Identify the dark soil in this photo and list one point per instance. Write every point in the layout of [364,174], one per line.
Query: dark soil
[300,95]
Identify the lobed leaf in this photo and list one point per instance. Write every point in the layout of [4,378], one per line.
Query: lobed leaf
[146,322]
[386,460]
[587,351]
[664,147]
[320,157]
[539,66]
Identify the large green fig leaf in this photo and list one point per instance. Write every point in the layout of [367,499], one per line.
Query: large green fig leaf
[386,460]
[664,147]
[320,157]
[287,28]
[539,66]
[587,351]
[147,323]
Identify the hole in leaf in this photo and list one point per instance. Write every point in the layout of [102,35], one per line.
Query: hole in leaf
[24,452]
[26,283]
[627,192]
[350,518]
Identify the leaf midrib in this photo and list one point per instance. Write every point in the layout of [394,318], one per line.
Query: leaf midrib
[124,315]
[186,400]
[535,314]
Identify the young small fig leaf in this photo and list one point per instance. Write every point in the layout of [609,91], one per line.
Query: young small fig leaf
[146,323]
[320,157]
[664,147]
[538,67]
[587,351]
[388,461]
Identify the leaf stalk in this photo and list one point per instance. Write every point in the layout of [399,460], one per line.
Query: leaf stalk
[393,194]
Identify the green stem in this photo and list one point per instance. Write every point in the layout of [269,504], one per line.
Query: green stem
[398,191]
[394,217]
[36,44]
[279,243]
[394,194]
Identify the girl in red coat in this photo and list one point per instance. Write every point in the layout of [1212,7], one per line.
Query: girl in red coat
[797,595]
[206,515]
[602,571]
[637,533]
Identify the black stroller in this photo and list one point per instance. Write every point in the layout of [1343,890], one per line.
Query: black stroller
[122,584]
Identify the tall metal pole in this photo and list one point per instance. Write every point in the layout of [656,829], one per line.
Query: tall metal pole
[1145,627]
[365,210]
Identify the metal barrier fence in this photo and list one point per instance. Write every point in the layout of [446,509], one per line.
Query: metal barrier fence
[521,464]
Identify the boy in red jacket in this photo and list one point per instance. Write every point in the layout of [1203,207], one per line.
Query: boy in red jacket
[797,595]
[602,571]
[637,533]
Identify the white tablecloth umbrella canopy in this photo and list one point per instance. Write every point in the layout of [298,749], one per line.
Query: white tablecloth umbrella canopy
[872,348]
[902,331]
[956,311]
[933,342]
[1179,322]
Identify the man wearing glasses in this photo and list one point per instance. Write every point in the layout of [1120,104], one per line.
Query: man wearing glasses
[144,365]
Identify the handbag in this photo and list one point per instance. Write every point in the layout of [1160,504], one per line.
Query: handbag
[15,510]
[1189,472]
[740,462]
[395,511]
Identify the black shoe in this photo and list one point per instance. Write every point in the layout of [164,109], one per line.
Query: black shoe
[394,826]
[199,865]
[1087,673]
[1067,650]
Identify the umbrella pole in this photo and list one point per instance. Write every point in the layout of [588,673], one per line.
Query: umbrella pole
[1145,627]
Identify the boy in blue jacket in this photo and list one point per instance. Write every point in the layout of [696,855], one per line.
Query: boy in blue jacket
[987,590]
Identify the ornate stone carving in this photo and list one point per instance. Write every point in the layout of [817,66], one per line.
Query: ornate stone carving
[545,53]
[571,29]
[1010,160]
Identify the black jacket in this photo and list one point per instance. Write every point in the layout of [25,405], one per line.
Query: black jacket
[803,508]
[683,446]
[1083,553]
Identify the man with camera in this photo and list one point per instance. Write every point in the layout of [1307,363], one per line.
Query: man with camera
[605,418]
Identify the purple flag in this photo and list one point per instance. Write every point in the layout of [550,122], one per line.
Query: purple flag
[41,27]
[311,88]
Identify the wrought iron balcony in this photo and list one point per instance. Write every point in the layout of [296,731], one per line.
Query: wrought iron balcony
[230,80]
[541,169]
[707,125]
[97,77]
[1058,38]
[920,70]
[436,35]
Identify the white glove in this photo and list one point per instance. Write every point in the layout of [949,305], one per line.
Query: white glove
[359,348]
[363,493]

• Work instruction: Each record must be repeated exactly as it is.

• Expected answer:
Identify the dark soil in this photo and list one point per instance. Write every point in the layout of [364,174], one per line.
Query: dark soil
[300,95]
Identify the lobed leaf in this photo and list one point per instance. Write every point in the layout of [4,378], one per line.
Query: lobed leaf
[146,322]
[386,460]
[587,351]
[664,147]
[320,157]
[539,66]
Identify the large green fig leaf in this photo and list one point per instance. Write every point in the layout of [367,499], one per line.
Query: large green fig leaf
[386,460]
[664,147]
[320,157]
[287,28]
[539,66]
[587,351]
[147,323]
Identify the hole in leaf in this photo and list one point per instance. Write every point in the layout of [102,35], one per line.
Query: hole in leaf
[24,452]
[26,283]
[627,192]
[350,518]
Identify the leaf midrib in this photo and list one point per instance. Write every point in the layout of [394,318], one per line.
Query: leaf midrib
[124,315]
[186,400]
[535,314]
Identify the young small fig leaf in this photo and list one point per instance. Write every point in the layout of [609,91], one per line.
Query: young small fig leaf
[146,323]
[320,157]
[664,147]
[538,67]
[587,351]
[388,461]
Identify the leaf stalk in this photo and list one point per instance. Write every point in the layout of [399,460], one per line.
Query: leaf stalk
[393,194]
Identify the green stem in this photo and list one point per instance. Write every point in the layout of [269,504], one per line.
Query: green stem
[398,191]
[394,217]
[36,44]
[279,243]
[394,194]
Identify the girl in red coat in this photo and list one point per instance. Write every point in the layout of [1212,7], one per line.
Query: girl in red coat
[797,595]
[206,515]
[602,571]
[637,533]
Identify the black stroller in this photo and list one point per instance. Write every point in the layout of [1343,890], one per line.
Query: black stroller
[122,584]
Identify the tall metal pole in this photo and list one point per instance. Write every point in the layout of [656,829], one per line.
Query: tall metal pole
[1145,627]
[365,210]
Identify the metal barrier fence in this photo and list one point per instance. Write every point in the layout of [446,509], one per line.
Query: metal barrier fence
[521,464]
Identify the boy in red jacket in this photo and list one point per instance. Write every point in the layout of [1203,207], one per line.
Query: boy in red jacket
[797,595]
[602,571]
[637,533]
Identify the white tablecloth umbrella canopy in this photo and list one point per instance. Write every point in the layout of [298,749], one per line.
Query: white tablecloth umbrella canopy
[872,348]
[902,331]
[956,311]
[933,342]
[1179,322]
Identify the man wearing glasses in this photo and list one point per instance. Write every point in the layout of [1120,104], one per line.
Query: man wearing glasses
[144,365]
Identify the handbag in this photo and list one point per instance. Write every point in the layout of [1160,504], one per line.
Query: handbag
[15,510]
[1189,472]
[740,462]
[395,511]
Identify the black shoe in this photo and list one point per instance. Write every point in the layout of [164,109], one per line.
Query: black shoe
[394,826]
[199,865]
[1087,673]
[1067,650]
Identify the umbrella pole in this photo and list one point per instance. Write every point in the layout of [588,673], one per line.
Query: umbrella pole
[1145,627]
Identify the boy in blue jacket in this photo and list one point per instance. Write every point in the layout of [696,855], one per line.
Query: boy in blue jacket
[987,590]
Identify the ornate stone carving in this photo and list one point per instance. Write every point in the layout of [817,66], one per line.
Query: ornate stone carving
[545,53]
[571,29]
[1010,160]
Identify the black jacket in this photo and list one point per instance. Write every point in the layout of [25,405], one per line.
Query: black jacket
[803,508]
[683,446]
[1083,553]
Identify the man with camera in this photo and list one point per instance. Write every point in the layout of [1307,363], one per line.
Query: man with camera
[605,418]
Identify the purple flag in this photo and list one point per instance. Write every point in the layout of [550,122], one per line.
Query: purple flag
[41,27]
[311,88]
Identify the wrought iron balcony in this photo and list one point per instance. Write every point in the layout of [296,731], one per line.
Query: wrought iron balcony
[230,80]
[541,169]
[707,125]
[97,77]
[1058,38]
[920,70]
[436,35]
Identify the white glove in this photo and list one point per instance. Write every point in the layout of [949,305], one per line.
Query: white glove
[359,348]
[363,493]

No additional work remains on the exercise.